## Aufgabe A
Wie viele Tote gab es laut dem Textauszug über Ägypten, nachdem das Militär beim Angriff der Islamisten auf die Militäreinrichtung am Stadtrand von Kairo das Feuer eröffnet hatte?
## Aufgabe B
Führe den Textauszug über Ägypten im Anschluss an seinen letzten Satz weiter.
─── Textauszug ───
Der Versuch der Militärs, eine zivile Übergangsregierung in Ägypten zu
bilden, ist vorerst gescheitert, weil die Islamisten dabei mitreden konnten
und alle Vorschläge abgelehnt und die Rückkehr Mursis gefordert haben. Als Islamisten
nun einen Angriff auf eine Militäreinrichtung am Stadtrand von Kairo starteten,
eröffnete das Militär das Feuer, 42 Tote waren die Folge.
Die drei
Gruppe in der ägyptischen Gesellschaft, das Militär, die Säkularen und die Islamisten
können keine gemeinsame Basis mehr entwickeln, die Islamisten wollen nun in
Richtung Bürgerkrieg weiterwirken. Was allerdings wenig erfolgversprechend
aussieht, da das Militär in seiner Struktur nicht islamistisch ist, die Islamisten
zwar bei den parlamentarischen Wahlen mehr als eine Zweidrittelmehrheit erreichten,
aber seither stark an Unterstützung verloren haben, bei den Präsidentenwahlen
2012 hatten die Säkularen unter den fünf Kandidaten der ersten Runde zusammen
schon die Mehrheit.
Wenn die Islamisten nun versuchen, mit der organisierten
Kraft ihrer engagierten Anhänger im Kampf die Macht übernehmen zu wollen, wird
ihnen die inzwischen entstandene Zivilgesellschaft gegenüberstehen und das Militär
als Ordnungsmacht sowieso. Ein Bürgerkrieg wird für die Islamisten nicht
zu gewinnen sein, darum scheint das islamistische Kriegsgeschrei momentan nur
ein Kriegsgeschrei auf Probe zu sein.
─── Vorliegende Einträge ───
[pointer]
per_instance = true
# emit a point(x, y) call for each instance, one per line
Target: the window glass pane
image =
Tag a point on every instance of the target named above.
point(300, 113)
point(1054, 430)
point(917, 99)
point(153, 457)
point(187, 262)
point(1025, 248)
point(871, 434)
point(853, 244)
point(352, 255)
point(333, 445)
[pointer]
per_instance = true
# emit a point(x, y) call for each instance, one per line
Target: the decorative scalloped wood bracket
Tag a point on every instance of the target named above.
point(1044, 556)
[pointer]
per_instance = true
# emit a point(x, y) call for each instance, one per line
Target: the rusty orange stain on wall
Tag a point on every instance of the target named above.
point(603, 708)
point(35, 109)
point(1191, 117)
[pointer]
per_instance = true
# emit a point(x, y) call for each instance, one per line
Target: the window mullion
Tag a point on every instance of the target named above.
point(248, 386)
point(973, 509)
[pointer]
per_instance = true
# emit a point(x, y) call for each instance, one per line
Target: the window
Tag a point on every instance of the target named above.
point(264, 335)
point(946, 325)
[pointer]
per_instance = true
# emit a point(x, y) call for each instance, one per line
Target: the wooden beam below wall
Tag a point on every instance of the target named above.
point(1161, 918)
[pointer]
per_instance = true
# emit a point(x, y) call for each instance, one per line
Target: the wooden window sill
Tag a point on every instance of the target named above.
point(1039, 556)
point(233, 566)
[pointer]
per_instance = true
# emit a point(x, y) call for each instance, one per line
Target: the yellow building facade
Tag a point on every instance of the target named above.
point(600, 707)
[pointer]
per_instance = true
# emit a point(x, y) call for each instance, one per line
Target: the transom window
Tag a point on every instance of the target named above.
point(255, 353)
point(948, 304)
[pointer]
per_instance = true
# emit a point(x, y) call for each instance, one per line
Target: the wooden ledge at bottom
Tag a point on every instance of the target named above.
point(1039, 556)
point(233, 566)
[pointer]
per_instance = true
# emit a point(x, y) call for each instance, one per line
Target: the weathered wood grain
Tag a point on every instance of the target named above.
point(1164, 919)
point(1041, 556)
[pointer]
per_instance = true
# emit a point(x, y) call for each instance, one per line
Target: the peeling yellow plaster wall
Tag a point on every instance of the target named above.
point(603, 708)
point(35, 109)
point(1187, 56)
───
## Schriftliche Antwort A
42 Tote.

## Schriftliche Antwort B
Da wird sich auch durch eine Fatwa
eines Obermullahs namens Yusuf al-Qaradawi nicht ändern, die verlautete:
"Die Scharia verlangt von allen Gläubigen Loyalität zum gewählten Präsidenten,
seine Befehle auszuführen und seine Direktiven zu befolgen. Mursi muss Präsident
bleiben, und niemand kann das Recht beanspruchen, ihn im Namen des Volkes zu
entfernen! Ich rufe alle Ägypter dazu auf, Männer und Frauen, jung und alt,
reich und arm, Moslems und Christen, liberal und islamisch, die Reihen zu schließen,
um das Erreichte der Revolution zu schützen, die 2011 Hosni Mubarak stürzte."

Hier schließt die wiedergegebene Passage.